* Excerpt *
Figure 1.9. Display case exhibiting extinct and endangered animals. University of Michigan Museum of Natural History, Ann Arbor. Photograph by Mark Gjukich.

But who are the real primitives? Who are the real headhunters? As it turns out, the white American scientist is the real headhunter. As I discussed earlier, Carl Guthe exhumed burial grounds in the Philippines and collected, packed up, and transported human skeletal material back to the United States as part of the founding of the university’s anthropology collection. This foundational act of headhunting is indicated by the six busts displayed in the museum’s rotunda. While the busts of these six white American men are meant to represent intellectual and epistemological achievement, I argue that they also are a sign of American academia’s dependence on primitive accumulation. These six heads depend on the collection of Filipino skulls in order to tell a powerful story of invidious difference between bodies that can think and bodies that cannot think.

The UMMNH also primes its visitors with what Mieke Bal calls “museumtalk” about its collections and collecting.56 “Museumtalk” refers to the self-referential, museological messages that the museum, especially the large museum, conveys to its visitors. By paying attention to the “discourse of museum discourse,” in Bal’s phrase, we can learn about how the museum defines the purpose and goal of its collections and justifies the act of collecting, meta-messages that contribute to a larger discourse and common sense about accumulation.57 For example, during the 2009–2010 academic year, the University of Michigan’s twelve museums coordinated a range of programming open to the public that celebrated collections and collecting as part of its theme that year, “Meaningful Objects: Museums in the Academy.”58 Banners that advertised the UMMNH’s exhibition Collecting for Science: Collections, Science, and Scholarship flapped atop flagpoles all around campus.59 The exhibition highlighted collections research at the museums of anthropology, zoology, and paleontology, and at the herbarium. In its promotional material, the UMMNH justified and celebrated collections and collecting as a source of scientific reliability with museological claims like the following: “Museum specimens substantiate collecting events and provide a basis for scientific research.”60 The 2009–2010 exhibition echoed the permanent didactics on the UMMNH ground-floor rotunda that introduce visitors to the different collections—again, by anthropology, zoology, paleontology, and the herbarium—with pronouncements like the following: “Modern collecting is responsible collecting,” “Museums are MORE than just storage facilities,” “The U-M Museums contain vast amounts of information,” “Museum collections document changes,” and “The collections support research.”

* Recorded data *
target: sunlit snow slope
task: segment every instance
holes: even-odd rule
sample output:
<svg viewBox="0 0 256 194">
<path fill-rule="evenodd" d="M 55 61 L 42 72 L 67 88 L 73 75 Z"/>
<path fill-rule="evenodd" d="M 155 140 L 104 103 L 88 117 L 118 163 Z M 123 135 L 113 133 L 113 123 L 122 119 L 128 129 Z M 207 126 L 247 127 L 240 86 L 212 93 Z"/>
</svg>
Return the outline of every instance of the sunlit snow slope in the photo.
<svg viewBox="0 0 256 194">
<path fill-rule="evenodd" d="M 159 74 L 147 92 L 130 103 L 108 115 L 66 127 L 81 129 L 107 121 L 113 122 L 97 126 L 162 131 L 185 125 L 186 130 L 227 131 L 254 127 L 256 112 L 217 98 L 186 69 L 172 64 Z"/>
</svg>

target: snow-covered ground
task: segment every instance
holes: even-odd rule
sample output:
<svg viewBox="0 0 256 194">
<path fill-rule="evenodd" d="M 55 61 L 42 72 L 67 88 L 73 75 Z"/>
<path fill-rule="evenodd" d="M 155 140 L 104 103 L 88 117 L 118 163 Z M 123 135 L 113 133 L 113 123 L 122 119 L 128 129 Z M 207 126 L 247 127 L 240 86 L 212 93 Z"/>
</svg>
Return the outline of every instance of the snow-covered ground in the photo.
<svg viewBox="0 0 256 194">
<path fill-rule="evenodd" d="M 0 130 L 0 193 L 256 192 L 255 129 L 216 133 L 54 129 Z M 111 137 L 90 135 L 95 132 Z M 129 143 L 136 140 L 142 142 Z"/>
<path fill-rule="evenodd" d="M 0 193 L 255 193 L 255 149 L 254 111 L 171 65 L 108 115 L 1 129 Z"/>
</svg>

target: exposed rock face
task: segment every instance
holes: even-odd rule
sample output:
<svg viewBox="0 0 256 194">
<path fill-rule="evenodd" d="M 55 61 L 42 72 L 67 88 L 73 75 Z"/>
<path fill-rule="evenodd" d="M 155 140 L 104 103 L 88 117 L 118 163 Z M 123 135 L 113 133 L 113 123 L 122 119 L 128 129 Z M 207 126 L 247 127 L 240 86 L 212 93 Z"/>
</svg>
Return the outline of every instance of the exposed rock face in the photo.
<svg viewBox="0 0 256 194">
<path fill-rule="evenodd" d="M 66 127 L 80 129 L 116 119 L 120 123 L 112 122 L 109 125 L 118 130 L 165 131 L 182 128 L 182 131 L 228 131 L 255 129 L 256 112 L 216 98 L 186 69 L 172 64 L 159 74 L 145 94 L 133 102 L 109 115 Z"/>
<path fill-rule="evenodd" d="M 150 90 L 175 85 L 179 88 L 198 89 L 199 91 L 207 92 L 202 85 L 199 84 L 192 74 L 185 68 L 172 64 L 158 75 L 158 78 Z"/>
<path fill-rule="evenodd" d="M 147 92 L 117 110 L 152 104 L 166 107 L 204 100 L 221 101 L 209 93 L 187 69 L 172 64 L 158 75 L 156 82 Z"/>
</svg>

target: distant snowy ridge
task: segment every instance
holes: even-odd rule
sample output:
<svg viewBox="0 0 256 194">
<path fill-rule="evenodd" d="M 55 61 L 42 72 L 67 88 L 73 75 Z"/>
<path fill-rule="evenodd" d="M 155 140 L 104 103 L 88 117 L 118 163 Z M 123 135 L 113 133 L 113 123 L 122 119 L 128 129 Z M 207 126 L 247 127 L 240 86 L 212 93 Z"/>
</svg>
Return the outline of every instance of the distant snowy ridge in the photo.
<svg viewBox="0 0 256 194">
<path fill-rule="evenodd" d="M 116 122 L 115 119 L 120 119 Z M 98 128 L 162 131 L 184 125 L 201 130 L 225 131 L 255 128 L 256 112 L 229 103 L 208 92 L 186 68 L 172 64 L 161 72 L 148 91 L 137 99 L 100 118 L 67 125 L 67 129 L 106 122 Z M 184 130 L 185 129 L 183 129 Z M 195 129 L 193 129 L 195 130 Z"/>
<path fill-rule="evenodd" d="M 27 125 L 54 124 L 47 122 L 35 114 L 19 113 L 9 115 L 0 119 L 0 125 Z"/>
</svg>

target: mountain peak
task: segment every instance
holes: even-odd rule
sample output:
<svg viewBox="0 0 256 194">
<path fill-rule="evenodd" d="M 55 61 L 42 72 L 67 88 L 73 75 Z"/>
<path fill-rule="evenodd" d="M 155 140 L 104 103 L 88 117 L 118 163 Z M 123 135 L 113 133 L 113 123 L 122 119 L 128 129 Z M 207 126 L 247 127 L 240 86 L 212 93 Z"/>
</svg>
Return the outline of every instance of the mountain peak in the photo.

* Problems and tasks *
1. According to the museum excerpt above, what theme did the University of Michigan's museums share during the 2009–2010 academic year?
2. Write a continuation of the excerpt on the Michigan natural history museum and its "museumtalk," starting after its final sentence.

* Results in order *
1. "Meaningful Objects: Museums in the Academy."

2.
These kinds of claim exemplify what I have been calling the accumulative epistemology that subtends the colonial project, not only in terms of the past (for example, Guthe’s foundational expedition to the Philippines), but also in terms of the representation of “specimens” in the museum today. In the case of the Philippines, the accumulated objects serve to “substantiate”—both materially and ideologically—the “collecting events” and “scientific research.” Seen through the lens of primitive accumulation, “foreign” objects are transported to and domesticated as evidence of racialized primitivity. And this is all for the educational benefit of children, who themselves are configured as another kind of primitive who must undergo a process of learning and transformation from an ignorant, uncivilized subject into a knowing, civilized subject who understands how to behave—do not touch! do not run! do not shout!—in a museum. Progress through the museum—literally walking through the exhibitions—is part of the museum’s museological and pedagogical meta-discourse about taming the child.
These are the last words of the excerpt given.